» Written problem:
In the records below, reproduce character for character every line from the one containing "small sandy cove" up to and including the one containing "(0, 89), (204, 316)".

>> Start Given information

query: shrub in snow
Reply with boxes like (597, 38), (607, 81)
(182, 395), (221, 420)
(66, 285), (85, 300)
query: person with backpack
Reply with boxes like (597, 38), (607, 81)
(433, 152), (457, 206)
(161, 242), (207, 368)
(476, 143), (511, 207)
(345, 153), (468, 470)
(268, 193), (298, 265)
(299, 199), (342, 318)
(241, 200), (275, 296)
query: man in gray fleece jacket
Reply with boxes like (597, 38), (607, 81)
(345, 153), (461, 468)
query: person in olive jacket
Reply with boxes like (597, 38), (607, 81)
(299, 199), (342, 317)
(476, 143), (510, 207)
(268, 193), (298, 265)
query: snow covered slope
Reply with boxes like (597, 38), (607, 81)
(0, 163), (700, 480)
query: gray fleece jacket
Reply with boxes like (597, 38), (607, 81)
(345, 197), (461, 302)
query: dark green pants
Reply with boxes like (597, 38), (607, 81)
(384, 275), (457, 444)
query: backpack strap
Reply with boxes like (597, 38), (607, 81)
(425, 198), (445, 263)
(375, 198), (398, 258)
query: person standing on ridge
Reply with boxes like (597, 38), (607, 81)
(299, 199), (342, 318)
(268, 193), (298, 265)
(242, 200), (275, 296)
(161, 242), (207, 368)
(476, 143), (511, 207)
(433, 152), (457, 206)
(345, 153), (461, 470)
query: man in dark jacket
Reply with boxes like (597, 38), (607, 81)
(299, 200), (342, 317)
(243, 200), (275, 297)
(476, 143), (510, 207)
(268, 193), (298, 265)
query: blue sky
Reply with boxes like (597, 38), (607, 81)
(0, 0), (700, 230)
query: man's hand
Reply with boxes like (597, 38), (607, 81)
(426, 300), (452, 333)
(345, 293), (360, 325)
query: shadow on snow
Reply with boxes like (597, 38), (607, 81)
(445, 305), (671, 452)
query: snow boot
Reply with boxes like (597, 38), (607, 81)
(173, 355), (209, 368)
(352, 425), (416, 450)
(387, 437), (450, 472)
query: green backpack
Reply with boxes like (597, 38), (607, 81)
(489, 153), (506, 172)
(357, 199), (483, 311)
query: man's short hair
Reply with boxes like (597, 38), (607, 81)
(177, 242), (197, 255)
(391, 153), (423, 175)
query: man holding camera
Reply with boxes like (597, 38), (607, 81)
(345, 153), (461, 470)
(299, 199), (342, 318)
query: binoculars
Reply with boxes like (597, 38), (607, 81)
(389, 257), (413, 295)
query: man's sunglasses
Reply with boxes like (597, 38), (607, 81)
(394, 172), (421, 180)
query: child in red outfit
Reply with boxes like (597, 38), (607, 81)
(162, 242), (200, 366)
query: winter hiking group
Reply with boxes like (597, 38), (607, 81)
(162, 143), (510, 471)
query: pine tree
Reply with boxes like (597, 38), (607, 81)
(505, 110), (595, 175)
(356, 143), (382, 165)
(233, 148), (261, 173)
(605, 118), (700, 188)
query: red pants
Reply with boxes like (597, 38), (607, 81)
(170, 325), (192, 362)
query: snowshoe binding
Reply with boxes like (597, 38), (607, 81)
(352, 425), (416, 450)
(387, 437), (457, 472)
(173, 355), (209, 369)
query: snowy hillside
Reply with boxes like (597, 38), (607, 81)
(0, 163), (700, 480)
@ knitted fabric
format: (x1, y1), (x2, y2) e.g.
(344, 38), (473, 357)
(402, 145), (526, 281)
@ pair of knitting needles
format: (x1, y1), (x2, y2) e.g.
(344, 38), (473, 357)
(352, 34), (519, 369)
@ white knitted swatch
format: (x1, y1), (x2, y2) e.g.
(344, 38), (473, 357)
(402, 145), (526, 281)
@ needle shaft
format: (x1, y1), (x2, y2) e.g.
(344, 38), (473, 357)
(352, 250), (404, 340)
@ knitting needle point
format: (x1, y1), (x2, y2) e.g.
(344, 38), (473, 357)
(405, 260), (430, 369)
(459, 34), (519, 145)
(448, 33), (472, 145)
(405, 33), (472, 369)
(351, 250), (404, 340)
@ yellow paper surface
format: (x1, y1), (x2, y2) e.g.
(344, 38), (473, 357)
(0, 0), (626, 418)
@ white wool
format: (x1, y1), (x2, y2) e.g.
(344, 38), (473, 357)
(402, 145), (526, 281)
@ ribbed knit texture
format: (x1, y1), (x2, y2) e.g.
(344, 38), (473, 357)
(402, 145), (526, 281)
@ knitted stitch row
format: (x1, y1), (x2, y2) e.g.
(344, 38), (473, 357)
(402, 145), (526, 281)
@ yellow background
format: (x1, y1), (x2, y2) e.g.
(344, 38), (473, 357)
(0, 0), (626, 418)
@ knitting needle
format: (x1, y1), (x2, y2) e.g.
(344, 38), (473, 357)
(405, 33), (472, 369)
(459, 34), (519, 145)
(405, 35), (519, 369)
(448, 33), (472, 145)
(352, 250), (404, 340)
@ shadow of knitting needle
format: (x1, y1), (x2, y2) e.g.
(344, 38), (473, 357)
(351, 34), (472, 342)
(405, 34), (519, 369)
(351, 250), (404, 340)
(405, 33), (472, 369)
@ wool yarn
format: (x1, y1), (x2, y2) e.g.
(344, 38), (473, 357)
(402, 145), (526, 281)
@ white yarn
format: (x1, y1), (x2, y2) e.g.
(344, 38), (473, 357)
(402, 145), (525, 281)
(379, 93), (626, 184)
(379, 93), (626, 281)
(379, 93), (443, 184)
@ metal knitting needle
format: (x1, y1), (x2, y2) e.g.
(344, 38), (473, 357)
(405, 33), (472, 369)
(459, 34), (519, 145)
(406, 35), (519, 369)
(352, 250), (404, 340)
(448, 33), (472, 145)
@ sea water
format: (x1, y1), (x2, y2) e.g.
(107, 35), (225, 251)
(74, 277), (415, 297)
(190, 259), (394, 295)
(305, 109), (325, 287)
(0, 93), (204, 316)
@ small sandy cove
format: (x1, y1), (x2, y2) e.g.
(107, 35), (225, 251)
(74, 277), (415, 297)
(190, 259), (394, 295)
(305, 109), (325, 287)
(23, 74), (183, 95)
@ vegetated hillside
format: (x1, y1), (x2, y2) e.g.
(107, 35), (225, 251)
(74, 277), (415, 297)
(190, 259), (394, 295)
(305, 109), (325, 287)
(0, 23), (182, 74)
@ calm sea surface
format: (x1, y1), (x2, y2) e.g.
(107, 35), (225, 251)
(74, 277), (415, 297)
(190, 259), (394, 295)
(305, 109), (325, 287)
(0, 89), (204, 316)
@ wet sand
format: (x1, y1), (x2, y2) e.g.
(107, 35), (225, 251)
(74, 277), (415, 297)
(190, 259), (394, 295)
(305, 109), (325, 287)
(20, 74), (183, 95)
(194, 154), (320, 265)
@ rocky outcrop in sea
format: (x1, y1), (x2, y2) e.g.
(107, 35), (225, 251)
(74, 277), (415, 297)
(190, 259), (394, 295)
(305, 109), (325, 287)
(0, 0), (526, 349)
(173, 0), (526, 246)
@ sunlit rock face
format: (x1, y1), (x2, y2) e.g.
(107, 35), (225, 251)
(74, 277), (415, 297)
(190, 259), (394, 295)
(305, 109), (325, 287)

>> End Given information

» Complete output:
@ small sandy cove
format: (x1, y1), (x2, y2) e.g.
(107, 35), (225, 251)
(74, 277), (415, 297)
(190, 259), (394, 295)
(305, 109), (325, 287)
(23, 74), (183, 95)
@ vegetated hillside
format: (x1, y1), (x2, y2) e.g.
(107, 35), (225, 251)
(74, 277), (415, 297)
(190, 259), (394, 295)
(305, 109), (325, 287)
(0, 23), (182, 74)
@ calm sea surface
format: (x1, y1), (x2, y2) e.g.
(107, 35), (225, 251)
(74, 277), (415, 297)
(190, 259), (394, 295)
(305, 109), (325, 287)
(0, 89), (204, 316)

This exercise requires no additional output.